● CONSIGNE: Dans le texte fourni sur le revécu de la naissance, à quel animal la progression vers la sortie est-elle comparée ?
##### TEXTE FOURNI #####
Etrange expérience que celle qui consiste à vérifier dans sa chair ce qui trois années auparavant avait constitué un choc inouï !

La lecture de « L’accompagnement de la naissance »1 m’avait laissé pantois.

Revivre sa naissance avec une incroyable précision m’émerveillait, et de plus, remonter au plus archaïque de ce qui constitue notre personnalité enthousiasmait le psychanalyste.

Vous convier dans mon intimité la plus profonde a pour but de vous faire partager ce qui a bouleversé autant ma vie privée que ma vie professionnelle.

Première incursion dans le déroulement de ma naissance :

«  Une sensation d’apesanteur dans le ventre de ma mère. Moment de griserie cependant éphémère. Je ne suis pas seul. J’ai un frère jumeau et il n’y a pas assez de place pour deux.

Commence alors une étrange lutte : nous tentons à tour de rôle d’occuper l’espace tant notre survie en dépend. Dans cette bataille, mon corps se dégage difficilement sous le poids plus imposant de mon frère.

Quand le rapport de force tourne en ma faveur, je renonce presqu’aussitôt :

« Je ne veux pas vivre à ce prix ! »

Cet instant d’hésitation suffit pour que le poids de mon jumeau m’écrase. Seule issue : sortir. Rester, c’est mourir à coup sûr.

J’ai la sensation d’être une tortue. L’avancée s’effectue millimètre par millimètre, comme une tortue trimballant sur son dos un poids trop lourd.

Au service de cet autre-semblable je me sens sacrifié.

Je m’épuise et me désespère en progressant si difficilement. L’envie de renoncer m’envahit. C’est la douleur insoutenable qui m’en dissuade et m’entraîne vers la sortie… 

Puis je perçois que mon jumeau renonce à lutter. Je découvre une incommensurable tristesse à travers ses paupières closes et ses yeux qui me fixent en me suppliant. Il aurait souhaité ne pas continuer, car sortir au prix de l’écrasement de son jumeau est au-dessus de ses forces… »

 

Qu’ai-je appris à cette occasion sinon porter mes souffrances sans me rebiffer jusqu’à l’insupportable, porter autrui en lisant tout de sa souffrance, et prendre en compte son désespoir et son renoncement ?

Aussi ai-je à m’étonner d’avoir embrassé la carrière de psychanalyste ? Ce métier est en adéquation avec mon histoire.

J’étais apte à porter, supporter mes souffrances et celles d’autrui. Ce premier métier me convenait fort bien. Pour autant une dimension manquait encore puisque je portais en m’écrasant.

Le psychanalyste corporel, quant à lui, est issu de ce revécu : il a pris conscience de l’histoire, a pu se pardonner et se réconcilier complètement avec lui-même et avec son frère. Ce dernier que j’ai pu percevoir à tort comme un rival, partageait en vérité le même profond désespoir.
##### DONNÉES #####
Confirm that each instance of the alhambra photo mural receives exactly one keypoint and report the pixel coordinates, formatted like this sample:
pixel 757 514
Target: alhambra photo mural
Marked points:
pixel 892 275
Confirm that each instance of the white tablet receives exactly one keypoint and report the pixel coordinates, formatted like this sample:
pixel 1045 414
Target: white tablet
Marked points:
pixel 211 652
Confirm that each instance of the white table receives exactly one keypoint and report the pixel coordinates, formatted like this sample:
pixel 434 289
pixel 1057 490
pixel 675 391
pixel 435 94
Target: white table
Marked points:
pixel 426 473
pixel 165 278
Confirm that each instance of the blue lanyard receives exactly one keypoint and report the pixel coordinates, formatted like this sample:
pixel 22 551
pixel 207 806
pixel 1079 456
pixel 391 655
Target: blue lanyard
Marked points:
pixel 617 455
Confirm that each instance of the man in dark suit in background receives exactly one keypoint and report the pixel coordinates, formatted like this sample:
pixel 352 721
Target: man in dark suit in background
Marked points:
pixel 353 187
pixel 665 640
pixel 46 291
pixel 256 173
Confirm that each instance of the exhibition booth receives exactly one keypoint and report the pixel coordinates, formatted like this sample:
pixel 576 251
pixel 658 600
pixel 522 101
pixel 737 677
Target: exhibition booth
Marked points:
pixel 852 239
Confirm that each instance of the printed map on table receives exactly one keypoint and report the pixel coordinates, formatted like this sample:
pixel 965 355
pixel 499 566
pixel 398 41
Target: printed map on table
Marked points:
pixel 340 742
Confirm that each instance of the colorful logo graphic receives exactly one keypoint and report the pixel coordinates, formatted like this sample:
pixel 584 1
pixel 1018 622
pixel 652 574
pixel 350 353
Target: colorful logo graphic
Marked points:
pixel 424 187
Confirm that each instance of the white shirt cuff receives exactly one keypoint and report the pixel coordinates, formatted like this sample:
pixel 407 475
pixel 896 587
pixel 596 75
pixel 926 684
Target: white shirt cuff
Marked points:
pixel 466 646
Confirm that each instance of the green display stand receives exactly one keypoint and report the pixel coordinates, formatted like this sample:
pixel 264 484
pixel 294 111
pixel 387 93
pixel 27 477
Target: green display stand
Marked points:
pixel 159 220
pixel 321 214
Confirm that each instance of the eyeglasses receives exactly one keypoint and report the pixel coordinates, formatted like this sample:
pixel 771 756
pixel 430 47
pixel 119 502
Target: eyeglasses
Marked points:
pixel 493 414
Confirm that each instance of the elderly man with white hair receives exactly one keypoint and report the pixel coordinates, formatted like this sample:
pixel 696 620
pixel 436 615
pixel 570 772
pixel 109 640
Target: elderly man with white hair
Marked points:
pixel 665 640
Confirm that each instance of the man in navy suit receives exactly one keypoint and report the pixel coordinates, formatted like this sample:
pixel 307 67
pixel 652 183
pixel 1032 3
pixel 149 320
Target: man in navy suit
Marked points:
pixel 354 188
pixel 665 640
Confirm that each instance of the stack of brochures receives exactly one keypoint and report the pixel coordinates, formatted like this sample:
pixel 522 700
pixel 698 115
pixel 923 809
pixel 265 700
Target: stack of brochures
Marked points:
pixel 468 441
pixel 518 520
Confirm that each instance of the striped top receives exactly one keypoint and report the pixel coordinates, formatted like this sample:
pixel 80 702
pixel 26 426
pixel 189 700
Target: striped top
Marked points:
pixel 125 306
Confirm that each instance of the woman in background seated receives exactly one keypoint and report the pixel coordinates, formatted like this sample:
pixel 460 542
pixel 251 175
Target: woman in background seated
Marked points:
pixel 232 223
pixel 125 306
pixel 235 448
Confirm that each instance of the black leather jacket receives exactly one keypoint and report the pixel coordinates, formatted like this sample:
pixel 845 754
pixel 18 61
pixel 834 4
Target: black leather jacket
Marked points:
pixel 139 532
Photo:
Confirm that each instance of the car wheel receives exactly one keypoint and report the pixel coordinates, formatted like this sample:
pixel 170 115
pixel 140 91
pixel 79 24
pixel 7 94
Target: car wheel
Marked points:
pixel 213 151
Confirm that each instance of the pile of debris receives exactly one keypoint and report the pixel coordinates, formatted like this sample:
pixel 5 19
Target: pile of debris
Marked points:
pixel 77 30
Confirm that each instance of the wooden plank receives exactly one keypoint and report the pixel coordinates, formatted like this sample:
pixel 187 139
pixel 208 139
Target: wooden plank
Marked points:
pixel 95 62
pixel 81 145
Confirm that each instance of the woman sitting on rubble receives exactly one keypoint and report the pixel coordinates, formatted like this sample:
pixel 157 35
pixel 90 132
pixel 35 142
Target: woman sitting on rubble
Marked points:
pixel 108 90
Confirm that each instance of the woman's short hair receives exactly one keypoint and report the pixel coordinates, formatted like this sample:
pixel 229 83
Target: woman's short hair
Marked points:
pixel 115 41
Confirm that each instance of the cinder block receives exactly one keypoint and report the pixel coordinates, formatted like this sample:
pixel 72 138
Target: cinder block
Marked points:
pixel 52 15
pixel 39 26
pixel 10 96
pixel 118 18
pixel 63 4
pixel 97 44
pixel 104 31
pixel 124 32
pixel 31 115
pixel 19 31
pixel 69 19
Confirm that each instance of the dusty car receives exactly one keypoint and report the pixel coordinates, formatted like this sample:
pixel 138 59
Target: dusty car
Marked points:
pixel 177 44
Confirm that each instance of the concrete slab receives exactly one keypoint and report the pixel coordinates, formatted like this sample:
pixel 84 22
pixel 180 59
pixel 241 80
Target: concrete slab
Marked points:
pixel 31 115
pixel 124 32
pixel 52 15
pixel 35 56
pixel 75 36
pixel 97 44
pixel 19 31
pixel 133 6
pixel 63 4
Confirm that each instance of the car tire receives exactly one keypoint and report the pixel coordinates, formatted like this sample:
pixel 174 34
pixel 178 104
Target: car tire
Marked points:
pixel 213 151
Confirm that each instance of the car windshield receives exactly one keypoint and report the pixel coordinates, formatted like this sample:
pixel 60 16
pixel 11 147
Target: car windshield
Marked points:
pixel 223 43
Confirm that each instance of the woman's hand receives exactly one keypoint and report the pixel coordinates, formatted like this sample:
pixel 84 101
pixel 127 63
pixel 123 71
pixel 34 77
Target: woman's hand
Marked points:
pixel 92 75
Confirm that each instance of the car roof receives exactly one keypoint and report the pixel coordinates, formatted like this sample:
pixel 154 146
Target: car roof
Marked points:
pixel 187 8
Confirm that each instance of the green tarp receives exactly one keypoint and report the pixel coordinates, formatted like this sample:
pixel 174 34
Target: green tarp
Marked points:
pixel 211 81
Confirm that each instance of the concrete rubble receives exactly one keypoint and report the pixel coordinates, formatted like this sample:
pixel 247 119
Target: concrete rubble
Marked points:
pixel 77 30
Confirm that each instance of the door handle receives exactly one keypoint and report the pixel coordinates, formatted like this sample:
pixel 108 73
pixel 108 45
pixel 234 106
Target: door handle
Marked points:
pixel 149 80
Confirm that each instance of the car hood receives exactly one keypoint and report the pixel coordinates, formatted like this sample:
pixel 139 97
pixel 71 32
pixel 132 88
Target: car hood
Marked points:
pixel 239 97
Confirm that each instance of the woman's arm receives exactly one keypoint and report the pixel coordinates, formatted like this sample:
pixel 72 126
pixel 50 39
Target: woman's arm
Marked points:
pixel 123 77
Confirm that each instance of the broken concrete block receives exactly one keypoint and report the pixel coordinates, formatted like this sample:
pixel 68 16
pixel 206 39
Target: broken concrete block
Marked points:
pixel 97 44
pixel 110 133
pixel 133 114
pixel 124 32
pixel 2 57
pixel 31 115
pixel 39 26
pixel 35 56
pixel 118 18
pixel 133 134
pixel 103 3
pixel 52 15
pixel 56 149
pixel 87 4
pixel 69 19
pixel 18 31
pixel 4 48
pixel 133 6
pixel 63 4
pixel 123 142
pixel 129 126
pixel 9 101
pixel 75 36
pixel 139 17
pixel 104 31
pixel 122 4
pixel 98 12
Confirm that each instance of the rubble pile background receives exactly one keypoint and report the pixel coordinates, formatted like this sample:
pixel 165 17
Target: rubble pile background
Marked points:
#####
● RÉPONSE: À une tortue qui trimballe sur son dos un poids trop lourd.